> **Source data**:
= Beginning of Section =

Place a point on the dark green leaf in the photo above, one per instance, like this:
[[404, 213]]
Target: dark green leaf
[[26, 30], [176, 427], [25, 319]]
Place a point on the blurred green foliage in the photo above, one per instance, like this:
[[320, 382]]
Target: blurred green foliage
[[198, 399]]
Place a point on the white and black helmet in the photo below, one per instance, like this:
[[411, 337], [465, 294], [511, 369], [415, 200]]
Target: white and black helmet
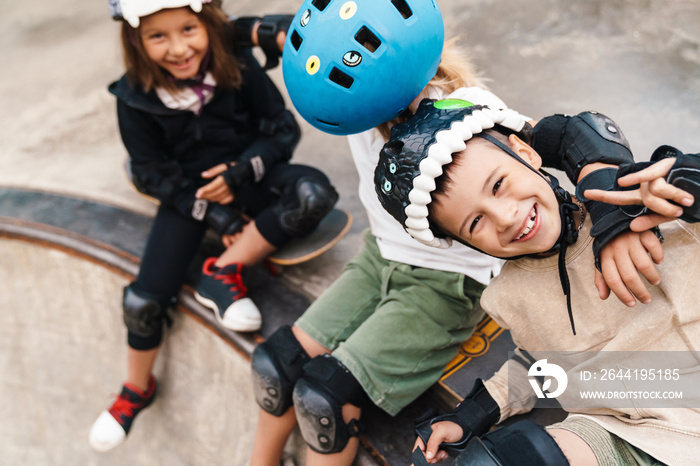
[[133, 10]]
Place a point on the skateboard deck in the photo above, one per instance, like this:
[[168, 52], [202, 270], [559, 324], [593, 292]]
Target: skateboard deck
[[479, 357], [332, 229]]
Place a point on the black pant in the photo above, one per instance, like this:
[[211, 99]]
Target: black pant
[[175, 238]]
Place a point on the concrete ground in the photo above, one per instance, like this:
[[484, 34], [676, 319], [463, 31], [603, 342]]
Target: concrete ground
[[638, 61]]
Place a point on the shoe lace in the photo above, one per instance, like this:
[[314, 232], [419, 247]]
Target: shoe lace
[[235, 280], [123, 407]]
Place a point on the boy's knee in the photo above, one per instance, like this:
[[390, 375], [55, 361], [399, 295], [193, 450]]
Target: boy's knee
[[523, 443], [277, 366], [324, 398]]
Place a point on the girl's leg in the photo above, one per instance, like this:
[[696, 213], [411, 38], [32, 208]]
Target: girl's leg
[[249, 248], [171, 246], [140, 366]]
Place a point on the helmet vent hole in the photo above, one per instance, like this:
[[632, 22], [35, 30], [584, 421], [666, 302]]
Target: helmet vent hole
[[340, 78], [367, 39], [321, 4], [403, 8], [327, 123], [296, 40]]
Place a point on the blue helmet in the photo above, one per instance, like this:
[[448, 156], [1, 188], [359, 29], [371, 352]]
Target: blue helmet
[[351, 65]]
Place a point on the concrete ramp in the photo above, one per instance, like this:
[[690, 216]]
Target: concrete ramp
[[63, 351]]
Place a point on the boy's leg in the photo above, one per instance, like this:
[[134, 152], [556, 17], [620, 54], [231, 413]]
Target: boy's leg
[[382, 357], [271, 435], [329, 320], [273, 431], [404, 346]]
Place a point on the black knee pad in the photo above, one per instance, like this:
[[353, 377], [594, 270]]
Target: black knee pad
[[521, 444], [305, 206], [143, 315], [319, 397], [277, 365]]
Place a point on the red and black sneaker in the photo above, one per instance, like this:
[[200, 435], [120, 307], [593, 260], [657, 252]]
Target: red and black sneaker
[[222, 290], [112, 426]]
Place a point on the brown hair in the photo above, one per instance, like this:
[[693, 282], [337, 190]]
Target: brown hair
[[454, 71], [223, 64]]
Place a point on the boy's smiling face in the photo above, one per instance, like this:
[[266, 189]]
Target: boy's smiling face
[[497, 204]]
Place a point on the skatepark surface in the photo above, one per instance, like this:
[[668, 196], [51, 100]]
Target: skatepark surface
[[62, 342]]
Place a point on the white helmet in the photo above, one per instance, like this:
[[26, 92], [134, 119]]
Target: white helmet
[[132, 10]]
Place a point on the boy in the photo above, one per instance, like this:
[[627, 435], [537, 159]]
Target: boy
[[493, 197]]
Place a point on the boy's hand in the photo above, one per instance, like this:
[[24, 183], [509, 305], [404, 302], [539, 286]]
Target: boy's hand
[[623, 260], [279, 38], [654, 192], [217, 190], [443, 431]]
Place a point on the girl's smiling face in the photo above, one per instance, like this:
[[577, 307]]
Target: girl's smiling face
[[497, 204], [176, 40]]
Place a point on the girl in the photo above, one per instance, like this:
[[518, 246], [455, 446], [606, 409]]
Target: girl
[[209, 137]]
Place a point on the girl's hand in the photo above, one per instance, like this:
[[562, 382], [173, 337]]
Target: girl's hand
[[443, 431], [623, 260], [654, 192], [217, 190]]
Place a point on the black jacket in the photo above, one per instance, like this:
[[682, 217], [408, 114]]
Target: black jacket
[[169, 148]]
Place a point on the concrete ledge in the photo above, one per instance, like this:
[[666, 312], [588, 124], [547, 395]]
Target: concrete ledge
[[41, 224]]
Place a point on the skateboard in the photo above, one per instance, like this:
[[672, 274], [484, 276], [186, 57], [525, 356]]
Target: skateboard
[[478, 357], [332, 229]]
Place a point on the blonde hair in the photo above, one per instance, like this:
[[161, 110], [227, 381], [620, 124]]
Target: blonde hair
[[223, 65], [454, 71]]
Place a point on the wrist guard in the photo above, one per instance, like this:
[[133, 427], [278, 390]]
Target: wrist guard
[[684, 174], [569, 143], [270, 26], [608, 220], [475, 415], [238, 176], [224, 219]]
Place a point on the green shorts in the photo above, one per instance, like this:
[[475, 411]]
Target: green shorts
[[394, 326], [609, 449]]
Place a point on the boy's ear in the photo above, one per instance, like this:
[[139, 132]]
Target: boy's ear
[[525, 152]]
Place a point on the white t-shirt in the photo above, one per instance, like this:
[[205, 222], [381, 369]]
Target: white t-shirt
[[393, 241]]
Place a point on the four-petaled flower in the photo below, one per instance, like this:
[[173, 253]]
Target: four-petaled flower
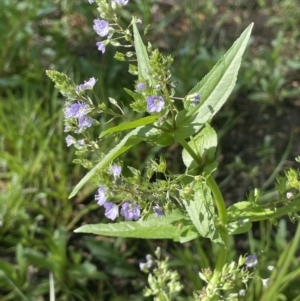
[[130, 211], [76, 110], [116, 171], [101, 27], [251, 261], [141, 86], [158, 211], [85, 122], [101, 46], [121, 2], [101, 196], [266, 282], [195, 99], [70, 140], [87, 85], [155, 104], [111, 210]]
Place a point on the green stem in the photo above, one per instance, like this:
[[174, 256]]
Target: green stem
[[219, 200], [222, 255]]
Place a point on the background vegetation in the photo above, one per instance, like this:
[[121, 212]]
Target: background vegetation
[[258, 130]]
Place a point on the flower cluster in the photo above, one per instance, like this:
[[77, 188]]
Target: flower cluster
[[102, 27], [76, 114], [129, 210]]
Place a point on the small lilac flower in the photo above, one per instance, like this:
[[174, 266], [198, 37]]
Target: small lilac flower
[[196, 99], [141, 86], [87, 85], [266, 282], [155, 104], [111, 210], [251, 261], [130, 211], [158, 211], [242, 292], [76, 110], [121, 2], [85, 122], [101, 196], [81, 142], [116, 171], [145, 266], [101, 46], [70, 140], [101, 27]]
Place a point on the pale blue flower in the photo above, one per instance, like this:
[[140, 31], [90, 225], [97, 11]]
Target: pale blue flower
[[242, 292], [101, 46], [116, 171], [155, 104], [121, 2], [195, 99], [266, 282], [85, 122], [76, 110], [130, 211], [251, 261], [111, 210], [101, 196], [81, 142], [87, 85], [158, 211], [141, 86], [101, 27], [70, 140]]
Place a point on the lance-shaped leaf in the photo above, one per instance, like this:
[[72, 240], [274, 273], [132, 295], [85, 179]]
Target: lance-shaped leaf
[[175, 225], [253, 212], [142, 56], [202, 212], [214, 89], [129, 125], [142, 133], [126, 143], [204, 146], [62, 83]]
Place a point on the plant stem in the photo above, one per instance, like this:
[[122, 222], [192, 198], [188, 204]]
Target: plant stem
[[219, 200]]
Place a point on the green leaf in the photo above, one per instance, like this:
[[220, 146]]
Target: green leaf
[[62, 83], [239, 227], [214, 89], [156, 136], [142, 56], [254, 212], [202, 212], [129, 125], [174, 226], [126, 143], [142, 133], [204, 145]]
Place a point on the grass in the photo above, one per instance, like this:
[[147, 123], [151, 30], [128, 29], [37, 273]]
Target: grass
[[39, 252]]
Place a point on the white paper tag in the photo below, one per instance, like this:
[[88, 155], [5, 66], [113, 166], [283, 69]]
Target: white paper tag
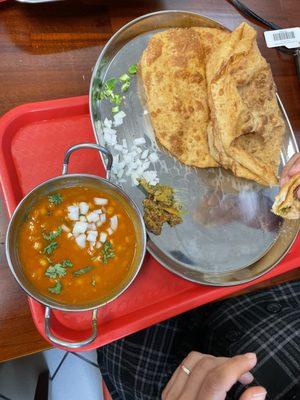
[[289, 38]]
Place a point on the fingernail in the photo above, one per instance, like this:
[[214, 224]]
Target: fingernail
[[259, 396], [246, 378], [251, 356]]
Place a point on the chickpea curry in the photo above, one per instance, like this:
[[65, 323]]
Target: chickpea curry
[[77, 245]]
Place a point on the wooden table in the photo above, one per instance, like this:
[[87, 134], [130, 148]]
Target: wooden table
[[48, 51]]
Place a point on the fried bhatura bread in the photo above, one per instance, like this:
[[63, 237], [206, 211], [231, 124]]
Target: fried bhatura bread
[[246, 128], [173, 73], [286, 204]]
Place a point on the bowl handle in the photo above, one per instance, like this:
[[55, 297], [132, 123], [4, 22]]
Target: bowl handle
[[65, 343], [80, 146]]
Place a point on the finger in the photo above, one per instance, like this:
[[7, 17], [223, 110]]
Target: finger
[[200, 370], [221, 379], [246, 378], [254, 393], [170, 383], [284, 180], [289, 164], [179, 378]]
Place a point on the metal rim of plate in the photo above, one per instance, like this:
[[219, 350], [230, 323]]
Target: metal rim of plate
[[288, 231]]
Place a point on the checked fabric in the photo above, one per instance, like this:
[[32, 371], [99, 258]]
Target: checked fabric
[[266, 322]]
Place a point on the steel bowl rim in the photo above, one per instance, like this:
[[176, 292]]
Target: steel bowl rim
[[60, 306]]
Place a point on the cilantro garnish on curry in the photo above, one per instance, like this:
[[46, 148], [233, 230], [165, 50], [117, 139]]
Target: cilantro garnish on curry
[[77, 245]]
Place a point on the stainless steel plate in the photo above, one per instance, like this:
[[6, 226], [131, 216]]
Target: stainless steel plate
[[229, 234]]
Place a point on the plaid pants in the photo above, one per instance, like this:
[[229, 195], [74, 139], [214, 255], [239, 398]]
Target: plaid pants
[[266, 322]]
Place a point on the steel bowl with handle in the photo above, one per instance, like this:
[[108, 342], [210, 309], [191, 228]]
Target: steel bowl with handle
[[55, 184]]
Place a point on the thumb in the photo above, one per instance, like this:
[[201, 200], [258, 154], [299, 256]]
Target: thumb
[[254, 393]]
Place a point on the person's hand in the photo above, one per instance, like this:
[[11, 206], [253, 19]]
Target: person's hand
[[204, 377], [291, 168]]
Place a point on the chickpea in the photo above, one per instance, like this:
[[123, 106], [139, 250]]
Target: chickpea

= End of Section =

> **Task directions**: Search the data above for the string "below". Report every line where it is found.

> **Task solution**:
Place a point on the white and black helmet in the photo below, one per instance, like this:
Place a point on the four-petaled flower in the photo below, one per instance, like this:
Place a point on the white paper tag in the photo below, one per instance, like this:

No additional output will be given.